> EXCERPT PROVIDED:
The references to the appellant, JB’s health and KB’s affidavit are unnecessary and irrelevant to the motion for the appointment of a litigation guardian for KW.
The court directed that certain portions of certain affidavits be redacted and no longer form part of the court record in the litigation, on the motion or for any other purpose.
Auciello v. CIBC Mortgages Inc., 2018 ONCA 377
[Pepall, Roberts and Miller JJ.A.]
Counsel:
Vito Auciello, acting in person
Onofrio Ferlisi, for the respondent CIBC Mortgages Inc. previously carrying on business as 3877337 Canada Inc.
Amanda Jackson, for the respondent Home Trust Company
Keywords: Real Property, Commercial Lending, Mortgages, Commitment Letters, Conditions, Appraisals, Breach of Contract, Negligence, Bad Faith, Civil Procedure, Summary Judgment, Adjournments
Facts:
The appellant appeals from the order of C. Brown J., granting summary judgment to the respondents and dismissing the appellant’s action against them. The respondent, CIBC Mortgages Inc., previously carrying on business as 3877337 Canada Inc. (“387”), is a mortgage broker that arranges mortgages for clients with financial institutions. The appellant advised 387’s representative that he wished to refinance adjoining commercial properties, which he believed to be worth $1.2 million, with a new first mortgage of $600,000. 387’s representative suggested Home Trust Company (“Home Trust”) as a potentially suitable lender but indicated that a property appraisal would be required. Subsequently, the appellant advised 387’s representative that the properties were owned by Network Cash Mart Ltd. (“Network”). Ultimately, the appellant executed a Home Trust mortgage commitment letter in Network’s name as mortgagor and his name as guarantor. The commitment was subject to certain conditions, including an appraisal reflecting a minimum property value of $1.2 million.
The first appraiser advised that a $1.2 million was unrealistic but did not compile an appraisal report. The motion judge found that this was a courtesy to the prospective mortgagor so that it would not be charged for an appraisal report that did not meet the commitment requirement. A second appraiser also declined to complete an appraisal because the valuation was unrealistic.
To assist the appellant, Home Trust asked the first appraiser to complete an appraisal report. The appraisal confirmed an as-is value of $600,000 and a value if complete of $665,000. Based on this appraisal, Home Trust provided a new commitment for mortgage financing of $390,000, subject to certain conditions. The appellant did not accept the new commitment. The first commitment’s $1.2 million appraisal condition remained unfulfilled, and the financing did not proceed.

> STORED ROWS:
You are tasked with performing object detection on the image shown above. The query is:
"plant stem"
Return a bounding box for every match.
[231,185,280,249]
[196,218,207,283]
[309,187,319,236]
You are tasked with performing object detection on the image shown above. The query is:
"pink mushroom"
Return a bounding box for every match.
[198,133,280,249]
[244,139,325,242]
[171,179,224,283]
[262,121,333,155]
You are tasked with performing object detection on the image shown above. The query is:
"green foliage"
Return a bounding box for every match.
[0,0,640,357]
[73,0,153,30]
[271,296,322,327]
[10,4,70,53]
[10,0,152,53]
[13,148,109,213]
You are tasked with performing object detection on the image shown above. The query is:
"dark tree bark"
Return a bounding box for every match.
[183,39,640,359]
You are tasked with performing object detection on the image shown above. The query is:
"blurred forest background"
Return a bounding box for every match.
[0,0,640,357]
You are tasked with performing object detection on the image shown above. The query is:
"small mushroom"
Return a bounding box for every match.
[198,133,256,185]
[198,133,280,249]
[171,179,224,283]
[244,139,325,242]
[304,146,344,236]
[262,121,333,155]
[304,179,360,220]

> INSTRUCTIONS TO FOLLOW:
Return everything in the case summary from "The court directed" down to "any other purpose.", copied word for word. The items have no connection to the case summary.

> ANSWER FOR THIS EXERCISE:
The court directed that certain portions of certain affidavits be redacted and no longer form part of the court record in the litigation, on the motion or for any other purpose.